Your task:
Write the next part of the passage on U.S. Postal Service cutbacks, picking up right after its final sentence.

Additional proposed cutbacks include the closure or consolidation of over 250 mail-processing facilities by 2013—over half of the total mail-processing plants, dramatically shrinking its transportation network—and a one-day delay in the processing of mail. Postal officials claim this will save $3 billion per year. It had previously announced an ongoing review of 3,700 post offices that could be closed.

The Postal Service reported a net loss of $8.5 billion for the 2010 fiscal year and projects a $9 billion deficit for this fiscal year, which ends September 30. A $15 billion line of credit from the Treasury will be tapped out by month’s end as well.

Since 2007 the Postal Service has been battered by the recession’s impact on mail volume and electronic communication and bill payment. Mail volume has fallen by 22 percent, or 43 billion pieces. The USPS career workforce has been slashed by 110,000 workers and its costs cut by $12 billion. Since 2006, 186 facilities have been closed. The USPS currently employs 574,000 career employees.

In introducing his proposals Obama presented the deficit reduction plan as a “jobs creation” program. The cynicism of this remark can be measured by the amount of jobs lost due to ending Saturday delivery alone, estimated by the postal service to be 40,000.

In a white paper released at the beginning of August the Postal Service recommended establishing its own health benefit program. It maintained that such a change “would allow the Postal Service to fully incorporate private sector best practices, saving money while also providing comparable benefits to employees.” In other words, higher premiums and deductibles paid to a smaller group of health care providers.

The paper goes on to advocate the abandonment of the federal retirement programs the USPS currently participates in. “[W]e believe the simplest and fairest method to the establishment of a Postal Service Retirement Plan is to withdraw our existing 480,000 annuitants and our 600,000 active employees from CSRS [Civil Service Retirement System] and FERS [Federal Employees Retirement System] and place them in a new Postal Service Retirement Program.”

The new program will terminate the defined benefits of the existing funds for new hires and replace them with a substandard defined contribution plan.

The white paper’s constant reference to “private sector best practices” begs the question: Are these proposals aimed at constructing a bridge to a privatized postal operation?

Countering Donahoe’s request for legislation to override the unions’ contractual restrictions on layoffs, the Obama administration instead is recommending that the postal service use some of the $6.9 billion from the proposed pension refund to offer employees retirement incentives and buyouts.

Record extracts:
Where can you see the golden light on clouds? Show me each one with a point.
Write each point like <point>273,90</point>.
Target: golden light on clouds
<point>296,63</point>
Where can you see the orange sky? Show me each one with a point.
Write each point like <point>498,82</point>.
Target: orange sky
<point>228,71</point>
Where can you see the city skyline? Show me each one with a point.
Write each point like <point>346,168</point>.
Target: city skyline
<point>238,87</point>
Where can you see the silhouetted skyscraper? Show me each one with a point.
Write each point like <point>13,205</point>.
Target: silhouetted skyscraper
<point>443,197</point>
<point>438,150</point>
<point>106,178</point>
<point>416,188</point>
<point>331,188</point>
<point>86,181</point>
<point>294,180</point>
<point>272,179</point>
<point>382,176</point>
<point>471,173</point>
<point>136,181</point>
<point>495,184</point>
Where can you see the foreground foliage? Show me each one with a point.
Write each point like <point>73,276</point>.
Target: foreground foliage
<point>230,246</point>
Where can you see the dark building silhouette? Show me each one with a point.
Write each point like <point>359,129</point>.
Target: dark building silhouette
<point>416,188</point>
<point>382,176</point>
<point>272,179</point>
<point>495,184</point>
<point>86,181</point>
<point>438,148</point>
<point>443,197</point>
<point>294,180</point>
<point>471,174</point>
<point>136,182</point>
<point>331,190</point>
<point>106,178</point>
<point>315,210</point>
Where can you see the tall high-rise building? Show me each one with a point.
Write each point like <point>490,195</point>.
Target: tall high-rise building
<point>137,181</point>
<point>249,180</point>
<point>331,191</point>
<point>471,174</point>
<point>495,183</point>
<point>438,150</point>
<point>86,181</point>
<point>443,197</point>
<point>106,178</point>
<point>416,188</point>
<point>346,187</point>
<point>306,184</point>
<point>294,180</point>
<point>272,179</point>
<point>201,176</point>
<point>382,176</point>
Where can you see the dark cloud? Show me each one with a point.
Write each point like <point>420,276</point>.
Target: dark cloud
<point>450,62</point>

Exercise answer:
Far from being a kinder alternative to outright layoffs, this is simply a calculated move by Obama to garner the support of the four postal unions in imposing brutal cuts on its members.

For their part, the unions have focused their opposition to the elimination of Saturday delivery and the loss of dues paying members. The ability of the Postal Service to wipe out hundreds of thousands of jobs, however, has depended on the collaboration of the unions. Donahoe paid tribute to the unions in an interview with the Washington Post, saying, “We’ve reduced headcount by 225,000 since the year 2000. There are very few labor unions in the world that wouldn’t be jumping up and down ranting and raving about that.”

Opposed to any struggle against the Obama administration, unions lobbied congress and called isolated—and quickly forgotten—local demonstrations. A joint national demonstration called for next week will simply provide a platform to various Democratic politicians.

The response of the American Postal Workers Union, the largest of the four postal unions, was to ignore Obama’s provocative attack. In an announcement, entitled, “APWU Praises Obama Effort, But Long-Term Solution is Needed,” it stated “We also will continue to work with the White House and legislators in both houses of Congress to achieve financial stability for the Postal Service.”

A serious defense of jobs, working conditions and benefits must start with the construction of rank-and-file committees, independent of the unions, to wage an industrial and political struggle against the Obama administration and the profit system he defends.